Repeat word for word the line with "Every instance of the grazing" and every line after it until the records below run out.
-------------------------
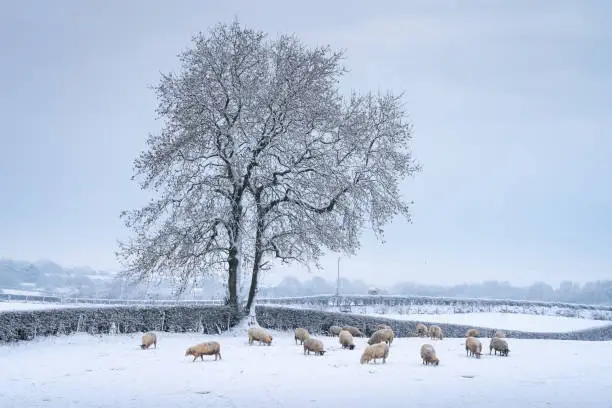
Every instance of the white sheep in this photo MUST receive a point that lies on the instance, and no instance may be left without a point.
(421, 330)
(428, 355)
(375, 351)
(335, 330)
(301, 334)
(500, 334)
(380, 336)
(259, 334)
(435, 332)
(314, 345)
(148, 339)
(346, 339)
(473, 347)
(499, 344)
(355, 332)
(472, 333)
(204, 349)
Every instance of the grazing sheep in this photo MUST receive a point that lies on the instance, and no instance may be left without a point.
(421, 330)
(346, 339)
(499, 344)
(382, 336)
(472, 333)
(435, 332)
(473, 347)
(148, 339)
(204, 349)
(314, 345)
(335, 330)
(500, 334)
(301, 334)
(375, 351)
(260, 334)
(428, 355)
(355, 332)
-------------------------
* _Response to the task_:
Every instance of the grazing sheep in this photo MUST receive a point that lies on the instance, and no instance may be left without a point.
(421, 330)
(346, 339)
(499, 344)
(382, 336)
(472, 333)
(435, 332)
(473, 347)
(148, 339)
(204, 349)
(314, 345)
(335, 330)
(500, 334)
(301, 334)
(375, 351)
(260, 334)
(428, 355)
(355, 332)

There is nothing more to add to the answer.